__Problems to solve__.
- 1) Answer these questions using the post about OrderModel and DBAccess.
(a) What type of pattern class is DBAccess?
(b) For a new instance of OrderModel, where may the data come from?
(c) In the writer's solution, where are the changes located when the schema changes?
- 2) Transcribe, word for word, the part of the post about OrderModel and DBAccess that opens with the words containing "get some needed" and closes with "mechanisms.".

Why do you need OrderDataModel at all? There is nothing to prevent
OrderModel from having both knowledge (presumably initialized from RDB
fields) and behavior (to solve the problem in hand).
My concern is with how the OrderModel gets instantiated. To do that one
needs data. For a new instance it may come from the UI. But more
commonly it will come from the DB. It is the mechanics of getting that
data that I am concerned about. For example, you might have a code
fragment that looked like:
DBAccess.getOrderInfo (orderNo, &customer, &itemCount, ...);
myOrderModel = new OrderModel (orderNo, customer, itemCount, ...);
where DBAccess is a GoF Facade pattern class that acts as interface to
the persistence access subsystem.
At this point it doesn't matter if OrderModel in the application maps
1:1 to an OrderModel table in the RDB or not. All the boilerplate of
query formation, dataset extraction, etc. has been delegated away
through the DBAccess interface. You don't even care if the data is in an
RDB, much less whether the legacy schema is well-formed.
At this level of solution abstraction you are only interested in what is
critical to solving this part of the problem in hand. Specifically: (A)
get some needed data from the data store and (B) instantiate an
OrderModel. The code fragment is very well focused on those two things
without any distracting detail about legacy schemas and their access
mechanisms.
> However if my real business logic, the algorithms such as depreciation
> which has little to do with persistence as in completly separate
> objects which can be tested on their own and have no direct ties to the
> data model - surely that solves the majority of the issues you have
> described?
There are some practical reasons why testing will be easier with my
solution. That is, building a test harness infrastructure for just
DBAccess Facade will be easier than providing such infrastructure for a
bunch of OrderDataModel objects (or their creators).
However, the big reason is related to maintenance when the schema
changes. Where are those changes? In my solution there are all in the
DB access subsystem. The interface to that subsystem does not change
and the solution logic itself is not touched in any way. Therefore,
once testing can demonstrate that the DBAccess subsystem gets the same
data from the new DB for the interface (which you can demonstrate with a
regression test of the subsystem), you can be absolutely sure that the
solution business logic still works correctly.

[Data items]
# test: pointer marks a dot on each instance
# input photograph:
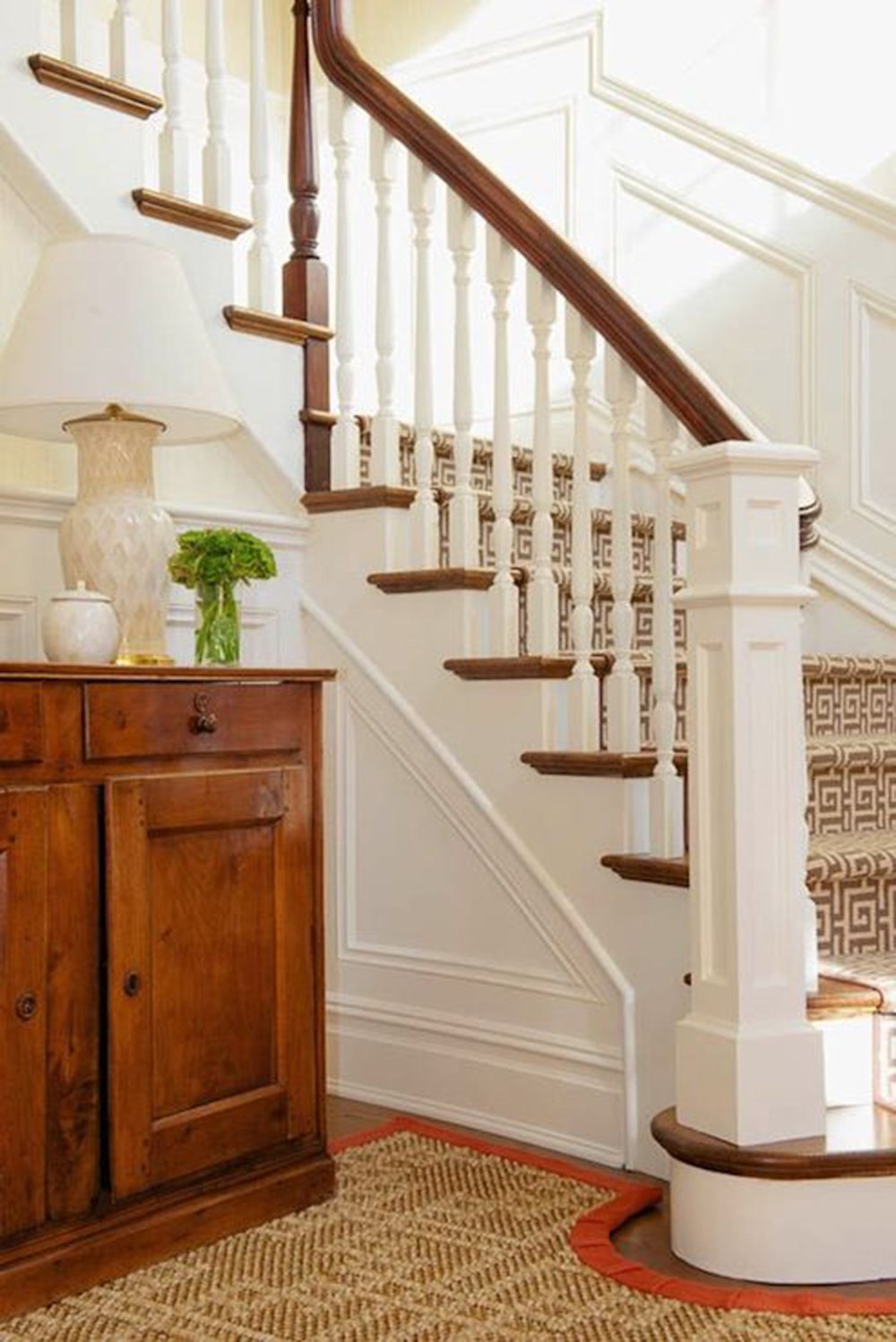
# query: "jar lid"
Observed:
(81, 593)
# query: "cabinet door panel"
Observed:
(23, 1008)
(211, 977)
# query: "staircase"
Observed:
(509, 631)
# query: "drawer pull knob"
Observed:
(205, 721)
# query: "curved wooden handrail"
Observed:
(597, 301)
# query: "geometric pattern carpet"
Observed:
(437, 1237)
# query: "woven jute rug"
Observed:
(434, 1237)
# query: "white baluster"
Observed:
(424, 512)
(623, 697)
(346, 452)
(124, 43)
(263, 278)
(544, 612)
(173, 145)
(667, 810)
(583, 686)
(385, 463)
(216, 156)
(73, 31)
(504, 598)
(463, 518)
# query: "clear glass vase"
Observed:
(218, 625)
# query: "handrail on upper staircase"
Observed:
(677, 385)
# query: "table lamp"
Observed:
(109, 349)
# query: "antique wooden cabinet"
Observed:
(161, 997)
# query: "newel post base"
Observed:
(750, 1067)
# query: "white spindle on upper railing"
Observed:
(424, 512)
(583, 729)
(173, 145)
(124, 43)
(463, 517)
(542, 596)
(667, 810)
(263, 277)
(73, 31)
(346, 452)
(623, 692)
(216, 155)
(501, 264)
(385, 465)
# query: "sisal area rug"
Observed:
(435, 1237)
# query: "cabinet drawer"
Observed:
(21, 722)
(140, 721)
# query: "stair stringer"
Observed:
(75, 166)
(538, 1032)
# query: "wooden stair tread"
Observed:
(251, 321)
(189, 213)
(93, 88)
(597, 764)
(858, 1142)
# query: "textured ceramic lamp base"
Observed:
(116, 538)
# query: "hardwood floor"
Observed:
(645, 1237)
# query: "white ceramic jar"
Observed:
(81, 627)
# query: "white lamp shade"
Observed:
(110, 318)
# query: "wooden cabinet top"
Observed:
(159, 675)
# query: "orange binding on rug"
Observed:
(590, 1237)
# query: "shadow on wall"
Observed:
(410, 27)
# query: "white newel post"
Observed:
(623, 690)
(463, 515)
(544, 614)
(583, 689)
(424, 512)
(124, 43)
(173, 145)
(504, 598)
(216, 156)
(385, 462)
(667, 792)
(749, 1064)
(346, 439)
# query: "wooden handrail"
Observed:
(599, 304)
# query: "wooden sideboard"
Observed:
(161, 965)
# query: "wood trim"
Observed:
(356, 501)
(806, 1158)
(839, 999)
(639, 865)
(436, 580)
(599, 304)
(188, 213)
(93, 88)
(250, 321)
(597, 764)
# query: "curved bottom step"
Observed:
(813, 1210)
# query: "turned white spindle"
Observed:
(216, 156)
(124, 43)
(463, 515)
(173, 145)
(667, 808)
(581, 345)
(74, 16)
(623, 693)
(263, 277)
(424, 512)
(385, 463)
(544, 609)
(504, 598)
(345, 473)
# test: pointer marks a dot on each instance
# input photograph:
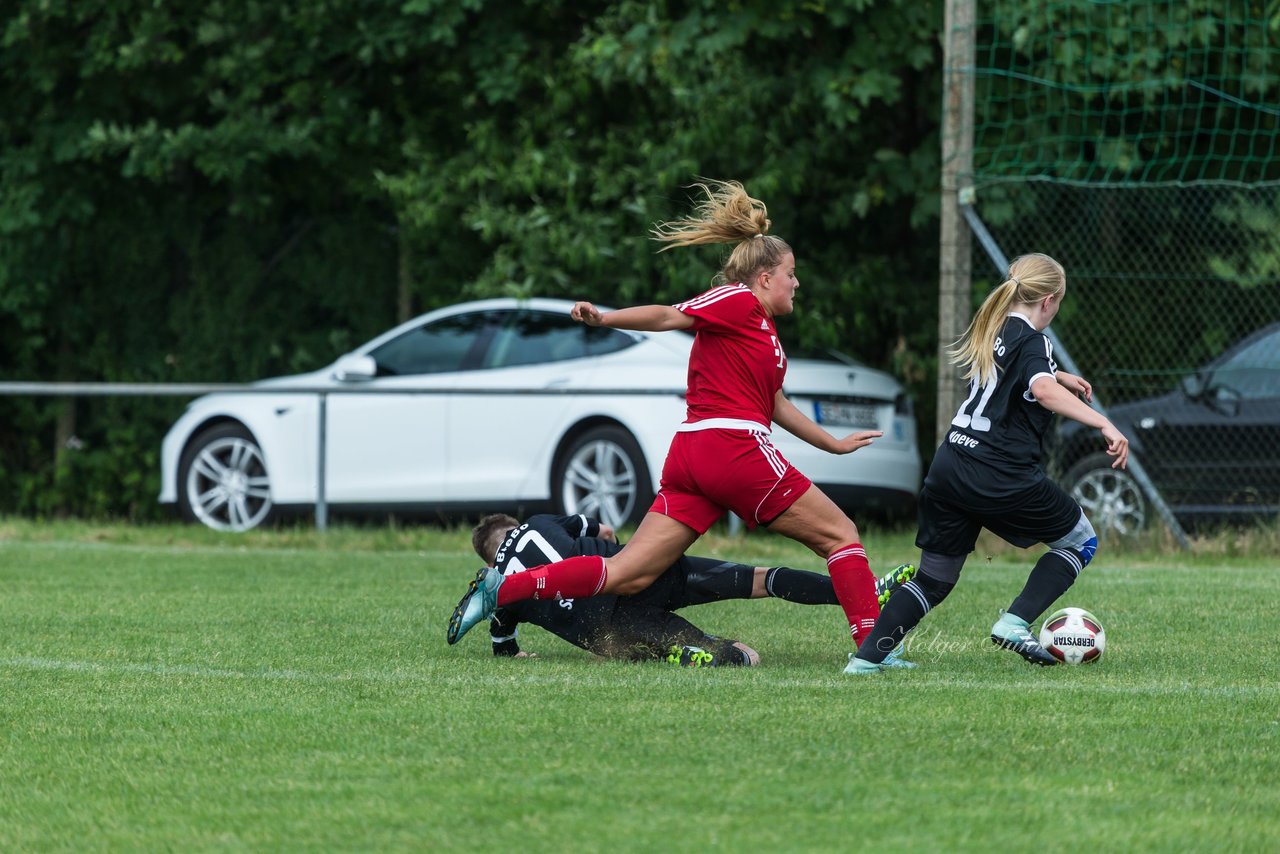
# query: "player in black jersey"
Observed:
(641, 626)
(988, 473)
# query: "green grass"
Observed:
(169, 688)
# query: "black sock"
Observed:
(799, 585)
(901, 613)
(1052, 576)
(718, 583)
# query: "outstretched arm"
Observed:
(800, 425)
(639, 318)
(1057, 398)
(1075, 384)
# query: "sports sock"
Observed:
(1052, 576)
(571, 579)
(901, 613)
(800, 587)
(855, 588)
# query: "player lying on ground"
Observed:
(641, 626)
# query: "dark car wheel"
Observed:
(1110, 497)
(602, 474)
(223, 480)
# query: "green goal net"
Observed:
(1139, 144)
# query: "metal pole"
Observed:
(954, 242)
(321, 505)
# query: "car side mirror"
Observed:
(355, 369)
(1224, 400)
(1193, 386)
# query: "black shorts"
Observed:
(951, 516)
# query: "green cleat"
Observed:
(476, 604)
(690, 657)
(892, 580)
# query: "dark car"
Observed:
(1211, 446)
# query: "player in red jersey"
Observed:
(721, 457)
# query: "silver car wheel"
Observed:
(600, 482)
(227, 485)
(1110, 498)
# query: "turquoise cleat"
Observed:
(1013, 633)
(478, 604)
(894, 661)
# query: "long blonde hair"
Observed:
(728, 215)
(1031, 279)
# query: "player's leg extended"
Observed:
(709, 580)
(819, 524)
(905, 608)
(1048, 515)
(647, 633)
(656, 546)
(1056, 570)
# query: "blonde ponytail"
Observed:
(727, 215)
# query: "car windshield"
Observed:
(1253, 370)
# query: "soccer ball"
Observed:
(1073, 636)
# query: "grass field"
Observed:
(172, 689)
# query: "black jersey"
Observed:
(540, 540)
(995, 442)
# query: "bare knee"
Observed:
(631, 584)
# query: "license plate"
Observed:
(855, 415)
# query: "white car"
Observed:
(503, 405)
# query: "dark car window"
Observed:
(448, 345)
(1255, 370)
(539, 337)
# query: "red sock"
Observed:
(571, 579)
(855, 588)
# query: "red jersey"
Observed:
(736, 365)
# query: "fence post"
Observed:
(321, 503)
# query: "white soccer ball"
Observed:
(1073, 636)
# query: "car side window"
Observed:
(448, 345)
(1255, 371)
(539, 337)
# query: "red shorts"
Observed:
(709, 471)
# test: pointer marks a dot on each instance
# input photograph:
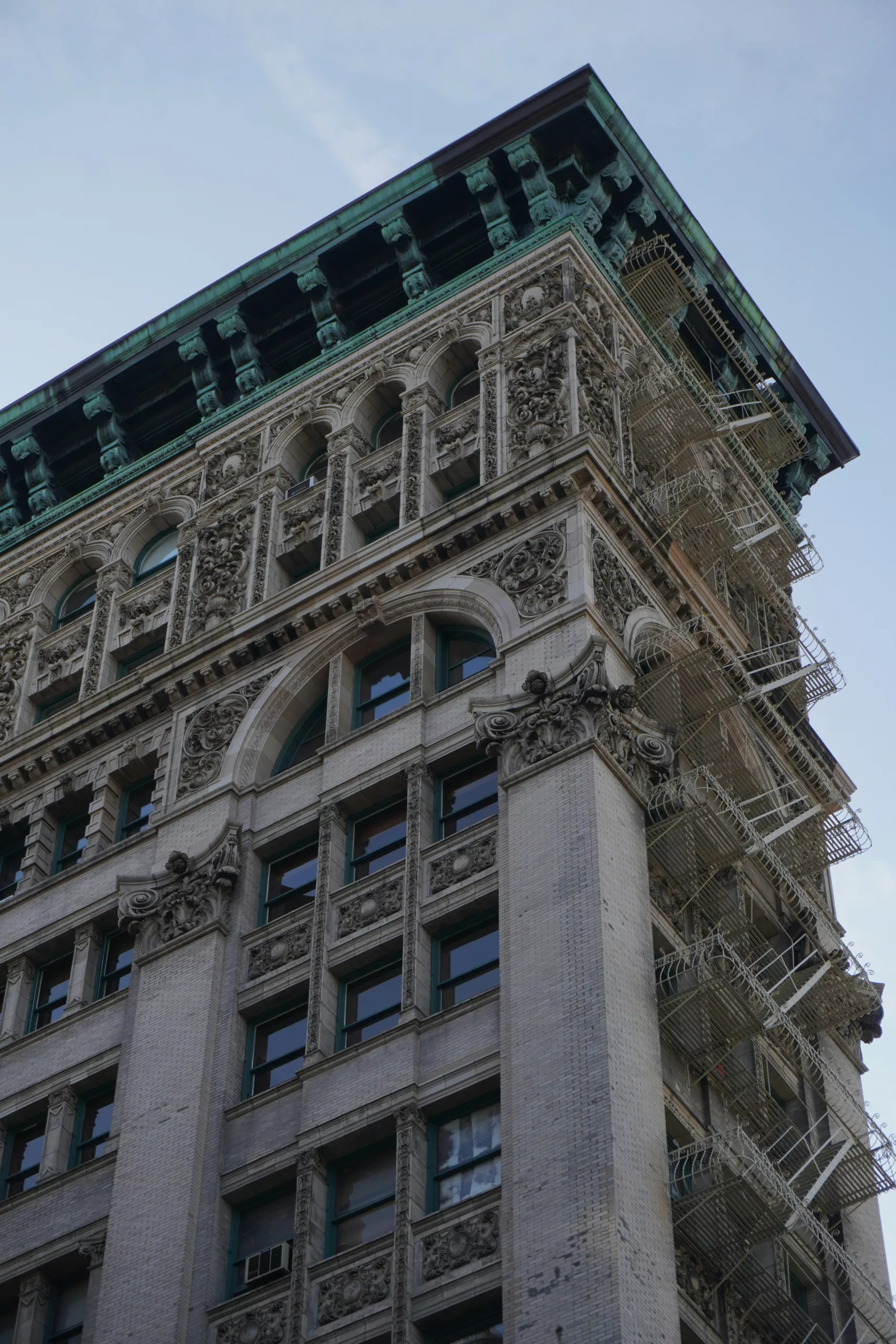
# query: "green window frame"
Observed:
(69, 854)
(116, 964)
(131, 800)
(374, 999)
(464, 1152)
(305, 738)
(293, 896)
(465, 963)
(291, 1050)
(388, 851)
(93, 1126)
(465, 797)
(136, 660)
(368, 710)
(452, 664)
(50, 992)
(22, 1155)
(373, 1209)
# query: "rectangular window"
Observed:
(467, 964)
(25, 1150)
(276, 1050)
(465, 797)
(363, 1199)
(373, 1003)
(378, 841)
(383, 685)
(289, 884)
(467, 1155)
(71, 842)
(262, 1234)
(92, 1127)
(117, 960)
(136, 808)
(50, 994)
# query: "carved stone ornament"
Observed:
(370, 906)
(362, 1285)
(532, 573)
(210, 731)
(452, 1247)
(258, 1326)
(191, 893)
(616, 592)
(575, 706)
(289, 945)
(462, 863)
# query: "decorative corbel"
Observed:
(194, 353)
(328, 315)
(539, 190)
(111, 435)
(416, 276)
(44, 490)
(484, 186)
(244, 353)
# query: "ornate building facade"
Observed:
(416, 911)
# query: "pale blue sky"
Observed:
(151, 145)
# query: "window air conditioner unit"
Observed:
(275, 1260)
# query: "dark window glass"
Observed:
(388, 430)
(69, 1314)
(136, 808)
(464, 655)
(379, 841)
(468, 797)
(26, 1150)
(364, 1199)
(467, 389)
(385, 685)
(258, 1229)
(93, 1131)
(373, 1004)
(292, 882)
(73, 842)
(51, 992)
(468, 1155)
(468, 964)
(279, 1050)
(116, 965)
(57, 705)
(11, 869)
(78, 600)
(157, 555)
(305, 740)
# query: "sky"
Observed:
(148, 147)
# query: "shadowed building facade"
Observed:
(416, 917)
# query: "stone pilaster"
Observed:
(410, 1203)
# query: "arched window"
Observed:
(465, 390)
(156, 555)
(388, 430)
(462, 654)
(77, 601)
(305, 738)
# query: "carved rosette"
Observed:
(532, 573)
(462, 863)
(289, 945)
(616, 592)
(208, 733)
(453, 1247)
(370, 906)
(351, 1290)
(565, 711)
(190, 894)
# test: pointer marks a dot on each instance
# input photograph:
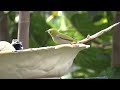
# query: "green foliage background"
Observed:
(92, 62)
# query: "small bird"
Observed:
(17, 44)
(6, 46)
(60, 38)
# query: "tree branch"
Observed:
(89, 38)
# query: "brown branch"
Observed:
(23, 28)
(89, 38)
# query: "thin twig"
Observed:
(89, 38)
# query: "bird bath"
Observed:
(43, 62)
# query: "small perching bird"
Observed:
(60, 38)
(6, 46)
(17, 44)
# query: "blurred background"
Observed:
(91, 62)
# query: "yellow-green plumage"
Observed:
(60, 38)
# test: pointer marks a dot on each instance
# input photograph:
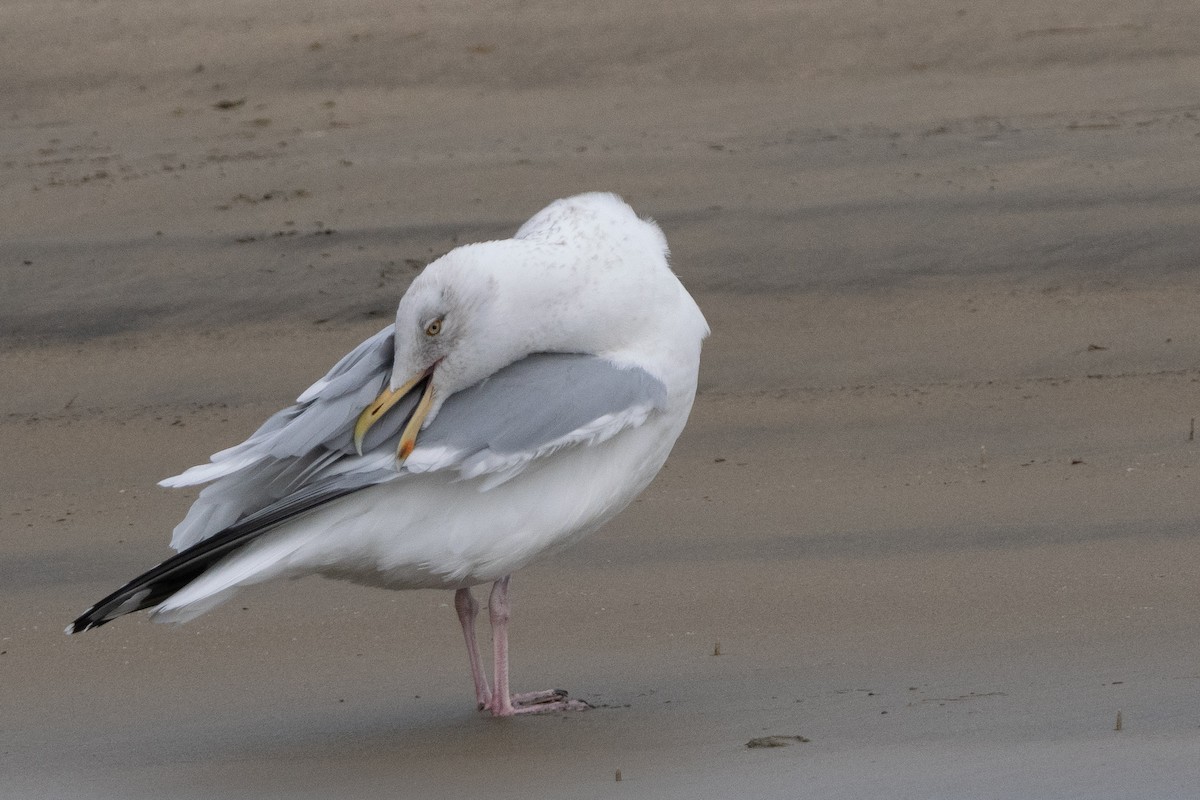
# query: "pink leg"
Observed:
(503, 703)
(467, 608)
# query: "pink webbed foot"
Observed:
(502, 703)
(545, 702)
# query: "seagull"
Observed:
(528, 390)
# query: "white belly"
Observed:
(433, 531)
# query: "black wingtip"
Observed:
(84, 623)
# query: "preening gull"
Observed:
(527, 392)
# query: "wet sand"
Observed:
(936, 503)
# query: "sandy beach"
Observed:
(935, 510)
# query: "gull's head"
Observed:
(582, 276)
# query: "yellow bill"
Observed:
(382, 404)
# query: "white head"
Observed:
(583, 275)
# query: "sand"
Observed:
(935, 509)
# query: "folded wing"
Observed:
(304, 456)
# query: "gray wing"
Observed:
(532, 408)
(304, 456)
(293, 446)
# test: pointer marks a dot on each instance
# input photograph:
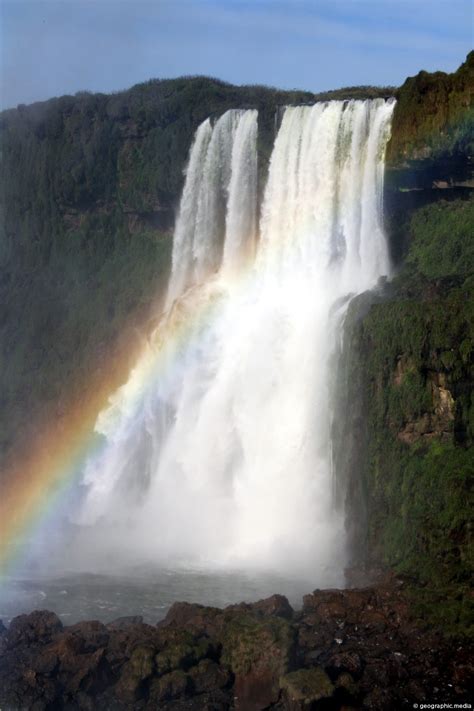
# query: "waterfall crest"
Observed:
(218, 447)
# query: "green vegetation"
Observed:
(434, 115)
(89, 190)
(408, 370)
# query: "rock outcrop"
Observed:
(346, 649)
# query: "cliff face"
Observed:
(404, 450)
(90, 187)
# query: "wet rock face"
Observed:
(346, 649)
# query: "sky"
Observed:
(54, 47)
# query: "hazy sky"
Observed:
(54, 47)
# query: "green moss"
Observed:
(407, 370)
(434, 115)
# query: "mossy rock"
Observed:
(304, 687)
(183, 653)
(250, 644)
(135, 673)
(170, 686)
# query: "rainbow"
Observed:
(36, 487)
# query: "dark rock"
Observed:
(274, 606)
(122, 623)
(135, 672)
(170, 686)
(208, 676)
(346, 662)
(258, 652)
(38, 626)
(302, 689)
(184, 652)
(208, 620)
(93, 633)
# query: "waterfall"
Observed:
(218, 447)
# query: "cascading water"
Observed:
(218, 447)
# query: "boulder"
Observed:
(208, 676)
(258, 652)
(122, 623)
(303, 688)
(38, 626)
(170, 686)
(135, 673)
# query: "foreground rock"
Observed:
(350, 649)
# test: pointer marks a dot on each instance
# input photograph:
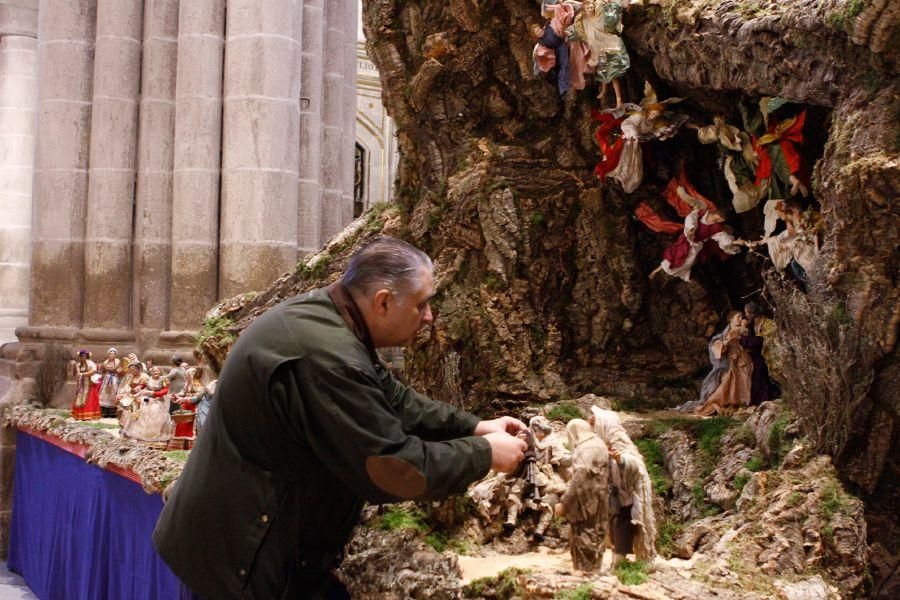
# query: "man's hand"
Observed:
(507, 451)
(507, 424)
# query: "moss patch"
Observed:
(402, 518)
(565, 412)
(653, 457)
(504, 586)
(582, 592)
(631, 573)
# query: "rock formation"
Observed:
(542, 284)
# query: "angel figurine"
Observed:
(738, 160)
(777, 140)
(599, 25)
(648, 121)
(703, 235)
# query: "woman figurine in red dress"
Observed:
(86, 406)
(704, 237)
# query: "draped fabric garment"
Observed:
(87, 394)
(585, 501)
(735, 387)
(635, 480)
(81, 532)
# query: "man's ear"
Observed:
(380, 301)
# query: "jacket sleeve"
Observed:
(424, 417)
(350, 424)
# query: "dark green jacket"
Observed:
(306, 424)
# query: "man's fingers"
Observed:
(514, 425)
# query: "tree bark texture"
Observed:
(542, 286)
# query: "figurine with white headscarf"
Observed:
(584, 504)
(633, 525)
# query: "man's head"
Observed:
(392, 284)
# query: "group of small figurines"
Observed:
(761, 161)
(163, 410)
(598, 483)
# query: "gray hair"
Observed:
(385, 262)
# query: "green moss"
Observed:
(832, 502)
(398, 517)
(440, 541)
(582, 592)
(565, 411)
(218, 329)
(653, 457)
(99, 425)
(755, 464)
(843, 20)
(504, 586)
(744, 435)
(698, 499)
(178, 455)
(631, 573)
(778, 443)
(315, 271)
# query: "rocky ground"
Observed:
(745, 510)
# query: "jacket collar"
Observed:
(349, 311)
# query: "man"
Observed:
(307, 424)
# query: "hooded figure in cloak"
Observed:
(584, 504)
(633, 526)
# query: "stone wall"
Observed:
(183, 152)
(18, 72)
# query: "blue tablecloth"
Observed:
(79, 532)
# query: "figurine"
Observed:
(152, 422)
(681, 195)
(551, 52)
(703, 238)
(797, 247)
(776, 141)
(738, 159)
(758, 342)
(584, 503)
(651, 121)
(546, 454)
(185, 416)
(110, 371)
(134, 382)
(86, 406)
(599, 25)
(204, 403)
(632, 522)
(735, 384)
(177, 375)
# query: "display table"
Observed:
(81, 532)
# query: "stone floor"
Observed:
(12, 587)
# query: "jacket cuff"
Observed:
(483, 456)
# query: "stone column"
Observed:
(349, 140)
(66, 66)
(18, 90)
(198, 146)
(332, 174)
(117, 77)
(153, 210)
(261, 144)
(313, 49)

__Task solutions__.
- 1)
(a) DBAccess is a GoF Facade pattern class.
(b) The data may come from the UI.
(c) The changes are all in the DB access subsystem.

- 2)
get some needed data from the data store and (B) instantiate an
OrderModel. The code fragment is very well focused on those two things
without any distracting detail about legacy schemas and their access
mechanisms.